• TASK REQUIREMENTS:
Search term "snake": copy each line of the data containing it.

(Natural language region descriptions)
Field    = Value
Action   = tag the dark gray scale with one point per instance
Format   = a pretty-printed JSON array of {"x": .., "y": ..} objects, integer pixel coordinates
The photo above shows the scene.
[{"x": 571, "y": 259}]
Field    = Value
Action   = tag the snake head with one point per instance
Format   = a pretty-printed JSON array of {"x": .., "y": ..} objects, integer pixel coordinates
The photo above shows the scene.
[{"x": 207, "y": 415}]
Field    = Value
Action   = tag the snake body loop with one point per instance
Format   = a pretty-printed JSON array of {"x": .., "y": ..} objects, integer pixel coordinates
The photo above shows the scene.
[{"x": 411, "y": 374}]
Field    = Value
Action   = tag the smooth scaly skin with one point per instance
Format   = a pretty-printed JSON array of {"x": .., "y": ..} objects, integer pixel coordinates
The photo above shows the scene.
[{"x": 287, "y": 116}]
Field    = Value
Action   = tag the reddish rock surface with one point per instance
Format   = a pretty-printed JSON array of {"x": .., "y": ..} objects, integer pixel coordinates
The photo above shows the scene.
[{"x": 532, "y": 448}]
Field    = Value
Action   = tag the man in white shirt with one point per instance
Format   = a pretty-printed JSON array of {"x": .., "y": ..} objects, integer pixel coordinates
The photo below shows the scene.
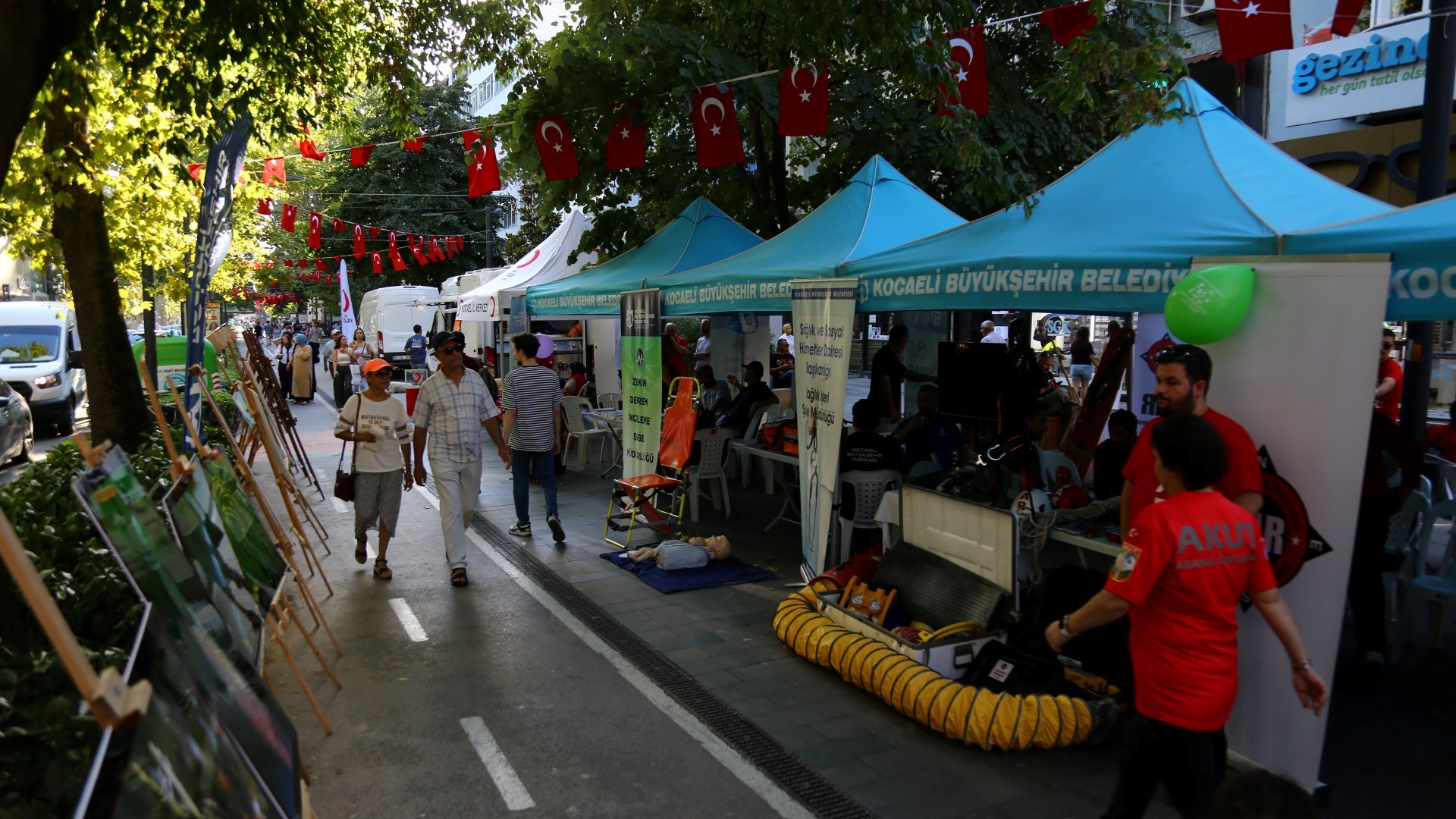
[{"x": 786, "y": 335}]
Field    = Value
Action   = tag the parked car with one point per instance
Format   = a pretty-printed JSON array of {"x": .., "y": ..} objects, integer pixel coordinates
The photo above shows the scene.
[{"x": 17, "y": 428}]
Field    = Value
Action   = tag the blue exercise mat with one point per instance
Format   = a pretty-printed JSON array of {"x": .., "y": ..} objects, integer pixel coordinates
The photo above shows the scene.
[{"x": 720, "y": 573}]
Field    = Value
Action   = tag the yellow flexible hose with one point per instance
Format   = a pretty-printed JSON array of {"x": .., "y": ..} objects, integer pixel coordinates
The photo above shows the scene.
[{"x": 971, "y": 714}]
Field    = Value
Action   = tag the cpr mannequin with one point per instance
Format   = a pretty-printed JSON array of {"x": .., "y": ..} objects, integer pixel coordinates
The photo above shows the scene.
[{"x": 683, "y": 554}]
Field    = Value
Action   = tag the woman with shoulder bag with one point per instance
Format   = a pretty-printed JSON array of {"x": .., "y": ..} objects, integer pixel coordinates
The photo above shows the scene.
[{"x": 378, "y": 425}]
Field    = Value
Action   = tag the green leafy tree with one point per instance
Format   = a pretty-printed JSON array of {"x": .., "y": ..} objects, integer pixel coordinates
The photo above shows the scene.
[
  {"x": 191, "y": 67},
  {"x": 1052, "y": 107}
]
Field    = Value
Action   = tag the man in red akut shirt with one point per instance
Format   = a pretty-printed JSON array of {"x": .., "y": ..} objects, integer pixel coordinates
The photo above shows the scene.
[
  {"x": 1183, "y": 390},
  {"x": 1184, "y": 566},
  {"x": 1388, "y": 379}
]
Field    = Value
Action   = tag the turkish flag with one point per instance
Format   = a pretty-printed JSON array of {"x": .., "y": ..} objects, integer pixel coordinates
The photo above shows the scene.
[
  {"x": 626, "y": 143},
  {"x": 968, "y": 69},
  {"x": 804, "y": 101},
  {"x": 274, "y": 172},
  {"x": 715, "y": 126},
  {"x": 557, "y": 149},
  {"x": 310, "y": 150},
  {"x": 1248, "y": 28},
  {"x": 1069, "y": 22},
  {"x": 484, "y": 172}
]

• RESPONSE FOR THIS EXERCISE:
Action   = tag the snake head with one point per instance
Action   = tag the snake body loop with one point per instance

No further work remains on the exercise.